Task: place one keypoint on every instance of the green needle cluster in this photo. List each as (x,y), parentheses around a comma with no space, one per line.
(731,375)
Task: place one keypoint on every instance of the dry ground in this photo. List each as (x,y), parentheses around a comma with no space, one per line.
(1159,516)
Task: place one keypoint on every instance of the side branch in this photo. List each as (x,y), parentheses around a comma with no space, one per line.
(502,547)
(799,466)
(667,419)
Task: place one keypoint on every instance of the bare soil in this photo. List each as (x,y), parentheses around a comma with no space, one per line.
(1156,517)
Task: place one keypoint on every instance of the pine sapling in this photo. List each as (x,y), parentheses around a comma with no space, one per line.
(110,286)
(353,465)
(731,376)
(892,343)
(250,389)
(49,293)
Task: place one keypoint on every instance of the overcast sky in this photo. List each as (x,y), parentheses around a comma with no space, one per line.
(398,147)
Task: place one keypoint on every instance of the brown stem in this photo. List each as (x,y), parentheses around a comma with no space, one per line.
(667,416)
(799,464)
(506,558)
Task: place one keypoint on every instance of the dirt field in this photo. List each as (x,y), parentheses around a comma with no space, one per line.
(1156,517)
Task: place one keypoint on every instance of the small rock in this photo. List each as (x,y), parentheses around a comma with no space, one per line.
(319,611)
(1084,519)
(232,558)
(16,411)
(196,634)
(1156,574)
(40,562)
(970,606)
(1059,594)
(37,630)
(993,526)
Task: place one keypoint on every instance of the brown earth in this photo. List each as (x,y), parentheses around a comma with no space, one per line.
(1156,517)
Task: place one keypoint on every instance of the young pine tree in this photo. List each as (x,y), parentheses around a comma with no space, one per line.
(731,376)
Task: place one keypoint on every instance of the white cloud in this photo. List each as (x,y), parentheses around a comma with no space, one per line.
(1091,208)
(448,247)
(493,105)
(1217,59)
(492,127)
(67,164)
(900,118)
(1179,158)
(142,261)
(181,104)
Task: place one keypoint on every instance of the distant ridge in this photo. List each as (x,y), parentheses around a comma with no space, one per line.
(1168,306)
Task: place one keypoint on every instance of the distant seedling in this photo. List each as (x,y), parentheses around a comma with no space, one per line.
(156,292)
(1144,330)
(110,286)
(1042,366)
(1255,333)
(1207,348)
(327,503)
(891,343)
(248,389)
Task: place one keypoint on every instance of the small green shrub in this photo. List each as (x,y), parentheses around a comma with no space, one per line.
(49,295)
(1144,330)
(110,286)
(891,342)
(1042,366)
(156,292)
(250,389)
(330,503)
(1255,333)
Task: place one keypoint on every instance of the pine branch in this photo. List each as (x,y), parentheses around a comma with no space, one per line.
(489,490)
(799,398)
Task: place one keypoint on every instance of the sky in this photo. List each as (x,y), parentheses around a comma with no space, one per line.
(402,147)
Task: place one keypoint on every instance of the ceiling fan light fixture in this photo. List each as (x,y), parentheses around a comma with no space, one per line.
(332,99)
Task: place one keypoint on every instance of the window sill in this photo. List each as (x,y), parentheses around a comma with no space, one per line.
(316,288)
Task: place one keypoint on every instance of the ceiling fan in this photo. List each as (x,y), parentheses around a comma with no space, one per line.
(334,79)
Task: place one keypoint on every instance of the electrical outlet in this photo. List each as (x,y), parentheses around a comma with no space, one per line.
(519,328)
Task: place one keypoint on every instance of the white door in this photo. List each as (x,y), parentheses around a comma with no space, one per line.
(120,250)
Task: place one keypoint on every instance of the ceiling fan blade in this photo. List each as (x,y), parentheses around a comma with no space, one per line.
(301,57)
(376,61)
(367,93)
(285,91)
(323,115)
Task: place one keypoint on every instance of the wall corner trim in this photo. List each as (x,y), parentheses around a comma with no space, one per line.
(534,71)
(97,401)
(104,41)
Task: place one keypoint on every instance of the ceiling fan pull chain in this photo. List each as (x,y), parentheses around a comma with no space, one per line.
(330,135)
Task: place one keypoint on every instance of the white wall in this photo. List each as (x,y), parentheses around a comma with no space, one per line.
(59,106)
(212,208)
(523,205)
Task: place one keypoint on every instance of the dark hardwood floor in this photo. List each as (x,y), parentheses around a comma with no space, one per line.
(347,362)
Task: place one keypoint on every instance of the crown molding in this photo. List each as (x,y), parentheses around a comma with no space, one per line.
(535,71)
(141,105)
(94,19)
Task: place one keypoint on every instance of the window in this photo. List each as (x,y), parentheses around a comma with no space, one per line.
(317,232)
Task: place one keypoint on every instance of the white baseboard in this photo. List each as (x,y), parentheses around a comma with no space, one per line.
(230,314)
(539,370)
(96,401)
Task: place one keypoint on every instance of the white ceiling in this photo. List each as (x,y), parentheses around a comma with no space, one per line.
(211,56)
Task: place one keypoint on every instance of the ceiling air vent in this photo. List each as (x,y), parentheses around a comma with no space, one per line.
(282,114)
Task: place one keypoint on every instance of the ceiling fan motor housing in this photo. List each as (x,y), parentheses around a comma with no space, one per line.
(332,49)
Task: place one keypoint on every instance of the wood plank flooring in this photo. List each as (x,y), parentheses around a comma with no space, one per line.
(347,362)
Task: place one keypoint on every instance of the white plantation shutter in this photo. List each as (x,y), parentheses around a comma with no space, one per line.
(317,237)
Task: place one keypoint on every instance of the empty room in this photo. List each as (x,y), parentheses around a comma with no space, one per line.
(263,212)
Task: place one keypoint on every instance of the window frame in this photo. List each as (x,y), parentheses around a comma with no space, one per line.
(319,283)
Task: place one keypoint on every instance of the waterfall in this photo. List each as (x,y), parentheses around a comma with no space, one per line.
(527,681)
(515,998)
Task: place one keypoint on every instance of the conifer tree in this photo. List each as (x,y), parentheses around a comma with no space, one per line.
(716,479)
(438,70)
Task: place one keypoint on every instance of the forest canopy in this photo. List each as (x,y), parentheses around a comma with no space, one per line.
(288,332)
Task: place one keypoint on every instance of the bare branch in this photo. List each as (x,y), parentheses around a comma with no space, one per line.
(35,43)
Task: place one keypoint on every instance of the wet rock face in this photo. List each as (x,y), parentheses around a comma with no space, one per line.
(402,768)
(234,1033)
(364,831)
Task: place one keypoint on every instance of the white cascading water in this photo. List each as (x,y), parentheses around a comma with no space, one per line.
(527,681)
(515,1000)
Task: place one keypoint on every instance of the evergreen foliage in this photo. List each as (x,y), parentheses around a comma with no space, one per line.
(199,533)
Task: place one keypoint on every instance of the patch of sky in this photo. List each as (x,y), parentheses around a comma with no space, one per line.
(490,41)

────

» **Task to complete**:
Give back every entry above, complete and exact.

» **Exercise solution**:
Task: place one keypoint on every instance of the green needle cluster in this photo. List each as (x,y), parentheses around a comma with no space, one per line.
(731,375)
Task: place one keypoint on every instance of the dry ground in this photo. List each as (x,y), parentheses around a comma with no space, one per line.
(1159,516)
Task: place one keypoint on every instance of the side branch in this photo. List each as (x,y), parentheses around a comma with no space, one per line.
(502,547)
(799,466)
(667,419)
Task: place one keypoint on every instance of the bare soil in this photo. List each as (x,y), parentheses around a comma with no space, one per line.
(1156,517)
Task: place one keypoint on every instance of the pine sapling in this photo. List each as (x,y), parentheses around a comma with no space, one per line.
(110,286)
(353,465)
(731,376)
(892,343)
(250,389)
(49,293)
Task: place one keypoint on every instance of the overcast sky in this photo. List each as (x,y), parentheses around a comma with no space, one per line.
(398,147)
Task: place one keypoint on every instance of the brown stem in this photo. List each as (x,y), parentheses around a comma with no space, one per line.
(667,416)
(799,464)
(506,558)
Task: place one keypoint on every instance of the dirt field in this photo. List each as (x,y), parentheses around a comma with no space, one per line.
(1156,517)
Task: place one keypoint on every instance of the small rock in this photo. List each as (x,y), parentheses around a comma with no space, one per line.
(319,611)
(1084,519)
(232,558)
(16,411)
(196,634)
(1156,574)
(40,562)
(970,606)
(1059,594)
(37,630)
(993,526)
Task: place one keypoint on every instance of the brown earth in this photo. List each as (x,y), parentheses around a comma with no space, one per line.
(1156,517)
Task: place one keypoint on every instance of the young pine tree in this photo. List each as (x,y), parentheses around a comma with no space, one per line.
(731,376)
Task: place one keypoint on every instance of the white cloud in this photo. List each as (x,y), parentheses around a comma with no space, one per line.
(1091,208)
(448,247)
(493,105)
(1217,59)
(492,127)
(67,164)
(900,118)
(1179,158)
(142,261)
(181,104)
Task: place one keypoint on every instance of the distant ridge in this photo. List each as (x,y), parentheses around a comma with no space, one per line.
(1168,306)
Task: place one keypoint on every instance of the distant seedling in this photo. List each as (x,y), parentheses around a comma with no space, one per line.
(156,292)
(1144,330)
(110,286)
(1042,366)
(1255,333)
(1207,348)
(327,503)
(891,343)
(248,389)
Task: place one keypoint on every instance of the small green shrub in this photo. List each as (x,y), parentheses around a comma with no space, one per line.
(49,295)
(1144,330)
(110,286)
(891,342)
(1042,366)
(156,292)
(250,389)
(330,503)
(1255,333)
Task: place one keypoint on every instance of the pine branch in this photo. List each as (x,y), parentheses around a comma with no space, one per line.
(489,490)
(799,398)
Task: place one keypoint on every instance of the sky in this photo. List each as (x,y), parentheses around a comma with no space, one per line.
(402,147)
Task: place one keypoint on every instance of the ceiling fan light fixture in this photo. List each as (x,y), parentheses around a comma with no space, one per line.
(332,99)
Task: place one keypoint on every instance of the window sill in this photo. List each as (x,y), parentheses around a comma with no space, one per line.
(316,288)
Task: place one keypoint on every instance of the ceiling fan in this photo. List each as (x,y), parentheses around a comma with no space, one per line.
(334,79)
Task: place one keypoint on every instance of the electrical outlet in this photo. List each as (x,y), parentheses around a comma with no space, one per line.
(519,328)
Task: place one keypoint on every instance of the white door in this photo. List each as (x,y), parentheses around a comma with no space, one per line.
(120,250)
Task: place one keypoint on every instance of the ceiling fan blade in this photo. List each as (x,y), parentheses around a comma with no space, one per line.
(301,57)
(376,61)
(367,93)
(285,91)
(323,115)
Task: place one keypoint on every instance of the wall corner trim in this photo. List each as (x,y), parentheses around a comma with no space, one per line.
(534,71)
(97,401)
(104,41)
Task: place one keypoint on every instance of the ceiling fan pull chain in this photo. List each as (x,y), parentheses around a comma with no space, one per line.
(330,135)
Task: place one keypoint on every instance of the white wall in this photo. List each as (x,y), parentheses around a comma with no space, one per line.
(59,106)
(212,208)
(523,205)
Task: place one keypoint on every instance of the dark hardwood floor in this photo. List each as (x,y), parentheses around a comma with no space, one per line.
(347,362)
Task: place one keypoint on every instance of the crown molding in this photo. List each as (x,y), parentheses around a comma with no space, one per line.
(535,71)
(141,105)
(94,19)
Task: place one keypoint on every instance of the window in this photo. List each as (x,y), parentheses around a comma with no space, one per line.
(317,232)
Task: place one keypoint on every instance of the white baseboard in this photo. List each as (x,y), parentheses around a comma with no space, one per line.
(230,314)
(539,370)
(96,401)
Task: place one keypoint on every instance of the white ceiling in this photo. List each as (x,y), parentheses around a comma with no space, one per line.
(211,56)
Task: place one keypoint on every instance of the ceiling air vent in this photo. List each as (x,y), parentheses around a comma with no space, one per line.
(282,114)
Task: place one keypoint on every instance of the ceiling fan motor housing in this photo. List each as (x,y), parentheses around a comma with no space, one per line.
(332,49)
Task: place one keypoint on every instance of the wood plank flooring in this photo. List each as (x,y), parentheses around a comma with no space, one per line.
(347,362)
Task: place one keypoint on every instance of the white plantation shutter in this photo. List each as (x,y), parentheses around a comma with no space, one per line.
(317,237)
Task: place one keypoint on every instance of the empty room in this photo. List each as (x,y), parentheses around a comma with no space, one per line.
(263,212)
Task: place one keypoint on every instance of the window frame in this photo. List each as (x,y), parentheses around a comma with no space, one per line.
(319,283)
Task: place one keypoint on every instance of the waterfall in this photo. List each as (x,y), parentheses around a comma with no space, one per line.
(527,681)
(515,998)
Task: place one keypoint on every instance of the conifer tree in this photo. List each as (x,y), parentheses around a comma with no space, one per line.
(716,479)
(438,70)
Task: place one keypoint on every instance of the forest canopy in this photo. List each as (x,y), parentheses around a comma with no space, one per line.
(288,332)
Task: place one keypoint on every instance of the bare branch in this photo. List each as (x,y), parentheses around a comma with no space, one per line.
(35,43)
Task: place one keypoint on every instance of the wet rock face in this photo. List each as (x,y), parentheses around a comma with no space, one per line.
(402,768)
(234,1033)
(364,831)
Task: place one keypoint on every instance of the white cascading water in this photo. List each as (x,y), parentheses around a comma with no space, one per line.
(527,681)
(515,1000)
Task: place one keypoint on every instance of the evergreen foliage in this photo. List each as (x,y), parentheses around a comma with no space, one per line.
(199,533)
Task: place one keypoint on every instance of the patch of sky in this photo. List each as (x,y), parentheses around a comma with no space, one per line.
(490,41)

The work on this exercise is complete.